# SELECTED EXCERPT
|---|
Vancouver, Aug 24: An Indo-Canadian businessman, who is originally from Bhuj, Gujarat, has been awarded $1.2 million in damages after he was defamed in a series of fake news articles instigated by a prominent American blockchain investor.

It is one of the biggest compensations of its kind in Canada.

Vancouver-based Altaf Nazerali had sued Patrick Byrne, CEO of online retailer Overstock.com, for a campaign of lies aimed to tarnish the reputation of the NRI businessman.

Last week, the Supreme Court of Canada rejected Byrne's appeal against $1.2 million granted to the NRI businessman by the Supreme Court of British Columbia in 2016.

The huge compensation for Nazerali comes after a seven-year legal battle to clear his name after a series of articles published in 2011, on an American website DeepCapture.com tried to depict the NRI businessman as a drug trafficker, arms dealer and gangster and a financial supporter of al-Qaida. The articles tried to show that he had links to Russian and Italian mafias.
|---|
# RECORD EXCERPTS
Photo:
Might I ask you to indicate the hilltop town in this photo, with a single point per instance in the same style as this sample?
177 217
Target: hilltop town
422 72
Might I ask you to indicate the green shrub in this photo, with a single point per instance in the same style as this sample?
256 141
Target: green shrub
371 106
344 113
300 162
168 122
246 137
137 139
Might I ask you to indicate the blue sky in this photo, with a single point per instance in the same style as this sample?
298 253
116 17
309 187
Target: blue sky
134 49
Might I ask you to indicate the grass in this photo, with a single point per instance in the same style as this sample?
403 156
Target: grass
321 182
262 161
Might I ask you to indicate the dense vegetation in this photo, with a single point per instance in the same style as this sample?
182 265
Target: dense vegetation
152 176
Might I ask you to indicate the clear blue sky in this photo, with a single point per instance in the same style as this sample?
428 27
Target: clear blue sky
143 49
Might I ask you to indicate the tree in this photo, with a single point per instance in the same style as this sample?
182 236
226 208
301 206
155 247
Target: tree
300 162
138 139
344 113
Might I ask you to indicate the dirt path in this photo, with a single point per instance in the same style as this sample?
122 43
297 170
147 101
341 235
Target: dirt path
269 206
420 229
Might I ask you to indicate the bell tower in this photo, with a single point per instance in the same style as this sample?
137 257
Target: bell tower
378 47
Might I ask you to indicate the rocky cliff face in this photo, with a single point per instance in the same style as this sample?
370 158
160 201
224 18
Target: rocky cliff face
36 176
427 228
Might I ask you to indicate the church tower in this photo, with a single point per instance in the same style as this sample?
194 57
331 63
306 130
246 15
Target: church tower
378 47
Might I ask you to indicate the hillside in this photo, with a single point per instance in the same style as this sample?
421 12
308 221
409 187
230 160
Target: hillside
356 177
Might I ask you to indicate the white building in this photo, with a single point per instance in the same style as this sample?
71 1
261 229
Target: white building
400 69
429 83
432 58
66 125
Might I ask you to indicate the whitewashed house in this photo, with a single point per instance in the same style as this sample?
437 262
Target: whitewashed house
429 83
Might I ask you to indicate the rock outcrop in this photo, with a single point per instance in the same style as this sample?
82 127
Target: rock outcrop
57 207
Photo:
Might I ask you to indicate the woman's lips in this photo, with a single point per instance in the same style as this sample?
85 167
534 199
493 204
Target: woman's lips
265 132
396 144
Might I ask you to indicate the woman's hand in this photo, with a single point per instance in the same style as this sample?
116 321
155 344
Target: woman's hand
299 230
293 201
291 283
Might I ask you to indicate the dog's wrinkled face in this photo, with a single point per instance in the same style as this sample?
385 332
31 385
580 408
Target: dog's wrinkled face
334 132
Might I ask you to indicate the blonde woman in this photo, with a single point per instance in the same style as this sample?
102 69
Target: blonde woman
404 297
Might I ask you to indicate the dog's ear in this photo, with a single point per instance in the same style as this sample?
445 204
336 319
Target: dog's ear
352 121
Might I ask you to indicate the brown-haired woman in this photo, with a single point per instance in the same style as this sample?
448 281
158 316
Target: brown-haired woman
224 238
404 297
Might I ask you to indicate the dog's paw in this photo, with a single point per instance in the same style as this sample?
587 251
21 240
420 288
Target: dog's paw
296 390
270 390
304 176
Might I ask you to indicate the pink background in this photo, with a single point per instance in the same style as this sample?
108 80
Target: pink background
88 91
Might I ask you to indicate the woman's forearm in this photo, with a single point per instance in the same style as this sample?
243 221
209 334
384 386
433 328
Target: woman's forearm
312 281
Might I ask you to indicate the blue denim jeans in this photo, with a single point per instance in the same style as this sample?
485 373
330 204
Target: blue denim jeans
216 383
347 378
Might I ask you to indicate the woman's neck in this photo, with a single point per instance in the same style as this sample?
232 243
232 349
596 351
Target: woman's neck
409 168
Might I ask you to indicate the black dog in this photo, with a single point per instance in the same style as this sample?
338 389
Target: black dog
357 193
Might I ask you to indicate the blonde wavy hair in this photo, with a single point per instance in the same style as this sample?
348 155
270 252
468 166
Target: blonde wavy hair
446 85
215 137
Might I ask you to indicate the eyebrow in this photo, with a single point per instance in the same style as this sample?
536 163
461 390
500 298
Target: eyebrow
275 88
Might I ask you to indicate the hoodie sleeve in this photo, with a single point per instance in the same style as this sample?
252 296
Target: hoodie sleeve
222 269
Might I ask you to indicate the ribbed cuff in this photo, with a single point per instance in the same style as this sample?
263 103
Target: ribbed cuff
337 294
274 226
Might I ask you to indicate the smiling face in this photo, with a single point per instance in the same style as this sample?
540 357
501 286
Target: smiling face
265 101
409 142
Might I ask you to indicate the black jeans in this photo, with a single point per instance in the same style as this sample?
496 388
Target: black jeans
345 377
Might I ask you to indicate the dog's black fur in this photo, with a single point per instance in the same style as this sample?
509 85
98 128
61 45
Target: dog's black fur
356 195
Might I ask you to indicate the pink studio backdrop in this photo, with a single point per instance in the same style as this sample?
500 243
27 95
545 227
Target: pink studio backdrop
|---|
# EXERCISE DETAILS
Continue the news report on Altaf Nazerali's defamation award from the point where it ends.

# RESULT BELOW
The articles were written by Mark Mitchell and published on the website - owned and published by Byrne- which reports on criminal financial conspiracies.

In its 2016 judgment in favour of the NRI business, Justice Kenneth Affleck of Vancouver-based British Columbia Supreme Court had said: "Mitchell, Byrne and Deep Capture LLC engaged in a calculated and ruthless campaign to inflict as much damage on Nazerali's reputation as they could achieve.

"It is clear on the evidence that their intention was to conduct a vendetta in which the truth about Nazerali himself was of no consequence."

The American blockchain investor challenged the judgment in the Supreme Court of Canada which last week threw it out.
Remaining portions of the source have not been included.